• Exercise task
Please gather every line in the records below that contains the word "hair" and copy each one out.

• Record excerpts
------------

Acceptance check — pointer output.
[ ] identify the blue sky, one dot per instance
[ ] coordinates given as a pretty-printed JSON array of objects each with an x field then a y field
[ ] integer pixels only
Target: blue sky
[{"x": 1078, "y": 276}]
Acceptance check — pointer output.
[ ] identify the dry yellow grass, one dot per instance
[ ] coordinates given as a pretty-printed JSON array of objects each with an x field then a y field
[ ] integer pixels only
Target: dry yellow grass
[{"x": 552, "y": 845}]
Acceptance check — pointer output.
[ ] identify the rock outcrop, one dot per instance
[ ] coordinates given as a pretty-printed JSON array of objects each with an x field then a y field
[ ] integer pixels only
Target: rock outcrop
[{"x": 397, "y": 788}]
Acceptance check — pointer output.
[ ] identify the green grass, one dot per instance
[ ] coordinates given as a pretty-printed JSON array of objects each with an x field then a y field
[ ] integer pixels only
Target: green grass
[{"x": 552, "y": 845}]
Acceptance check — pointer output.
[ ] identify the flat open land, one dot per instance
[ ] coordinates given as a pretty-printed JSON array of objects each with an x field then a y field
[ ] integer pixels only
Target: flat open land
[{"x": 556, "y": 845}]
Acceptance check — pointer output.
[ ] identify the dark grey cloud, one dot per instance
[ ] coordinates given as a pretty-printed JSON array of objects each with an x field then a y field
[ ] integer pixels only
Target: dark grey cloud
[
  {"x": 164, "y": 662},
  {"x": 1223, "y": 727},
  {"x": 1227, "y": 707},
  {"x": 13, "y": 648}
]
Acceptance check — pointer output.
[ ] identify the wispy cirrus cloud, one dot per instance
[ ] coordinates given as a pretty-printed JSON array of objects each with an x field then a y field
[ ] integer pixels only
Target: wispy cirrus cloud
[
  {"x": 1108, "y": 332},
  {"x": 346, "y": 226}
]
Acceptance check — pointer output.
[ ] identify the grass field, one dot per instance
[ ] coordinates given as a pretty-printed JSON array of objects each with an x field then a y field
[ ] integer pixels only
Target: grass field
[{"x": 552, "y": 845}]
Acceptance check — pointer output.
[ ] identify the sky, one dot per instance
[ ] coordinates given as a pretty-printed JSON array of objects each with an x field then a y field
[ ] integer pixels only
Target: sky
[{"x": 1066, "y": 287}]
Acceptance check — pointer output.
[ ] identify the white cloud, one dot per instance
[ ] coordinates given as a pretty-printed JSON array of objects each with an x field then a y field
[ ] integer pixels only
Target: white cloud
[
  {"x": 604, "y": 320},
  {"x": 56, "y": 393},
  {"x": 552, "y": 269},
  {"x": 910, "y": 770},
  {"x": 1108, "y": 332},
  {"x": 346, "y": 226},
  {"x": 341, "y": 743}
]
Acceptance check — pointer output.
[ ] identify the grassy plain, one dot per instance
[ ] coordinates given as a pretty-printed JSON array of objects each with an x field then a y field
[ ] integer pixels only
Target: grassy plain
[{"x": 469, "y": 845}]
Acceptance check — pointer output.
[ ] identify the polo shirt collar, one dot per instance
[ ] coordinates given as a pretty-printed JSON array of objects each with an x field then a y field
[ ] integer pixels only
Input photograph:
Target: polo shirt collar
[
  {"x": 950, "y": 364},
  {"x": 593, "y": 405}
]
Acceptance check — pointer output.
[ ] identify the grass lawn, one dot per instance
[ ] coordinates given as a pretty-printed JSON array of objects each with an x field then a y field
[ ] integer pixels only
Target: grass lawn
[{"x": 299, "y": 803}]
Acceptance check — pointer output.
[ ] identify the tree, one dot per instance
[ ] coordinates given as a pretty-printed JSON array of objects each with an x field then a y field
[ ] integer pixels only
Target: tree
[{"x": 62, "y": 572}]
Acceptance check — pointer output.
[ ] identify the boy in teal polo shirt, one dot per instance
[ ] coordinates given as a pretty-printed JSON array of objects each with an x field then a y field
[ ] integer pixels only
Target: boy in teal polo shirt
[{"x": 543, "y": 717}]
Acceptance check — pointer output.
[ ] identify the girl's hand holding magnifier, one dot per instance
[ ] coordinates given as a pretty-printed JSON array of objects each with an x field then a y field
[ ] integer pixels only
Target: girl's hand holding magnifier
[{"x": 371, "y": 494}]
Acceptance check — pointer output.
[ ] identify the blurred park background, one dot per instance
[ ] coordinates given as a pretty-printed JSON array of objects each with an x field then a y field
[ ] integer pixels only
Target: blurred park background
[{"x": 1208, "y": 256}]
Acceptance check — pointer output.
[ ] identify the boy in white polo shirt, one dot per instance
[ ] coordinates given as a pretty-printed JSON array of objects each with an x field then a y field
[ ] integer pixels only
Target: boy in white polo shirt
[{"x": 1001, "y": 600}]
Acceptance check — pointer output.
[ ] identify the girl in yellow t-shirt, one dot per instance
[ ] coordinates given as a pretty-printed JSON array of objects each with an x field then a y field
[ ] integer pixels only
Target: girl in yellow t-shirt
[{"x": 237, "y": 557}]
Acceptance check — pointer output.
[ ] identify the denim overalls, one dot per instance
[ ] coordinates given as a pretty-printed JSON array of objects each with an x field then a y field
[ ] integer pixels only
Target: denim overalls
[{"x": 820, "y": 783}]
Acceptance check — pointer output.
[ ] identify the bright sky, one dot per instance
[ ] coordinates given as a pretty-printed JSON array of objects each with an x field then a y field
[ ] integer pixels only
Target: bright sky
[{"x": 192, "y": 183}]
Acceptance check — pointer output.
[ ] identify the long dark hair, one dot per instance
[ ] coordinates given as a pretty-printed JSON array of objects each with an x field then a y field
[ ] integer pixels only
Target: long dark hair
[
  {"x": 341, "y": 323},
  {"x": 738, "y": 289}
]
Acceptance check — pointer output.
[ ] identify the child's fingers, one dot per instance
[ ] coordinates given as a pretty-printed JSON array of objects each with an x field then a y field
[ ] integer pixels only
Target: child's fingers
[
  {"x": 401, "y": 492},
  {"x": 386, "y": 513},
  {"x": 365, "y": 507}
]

------------

• Response to the exercise
[ ] identify the long dark hair, one dot per instance
Target: long dark hair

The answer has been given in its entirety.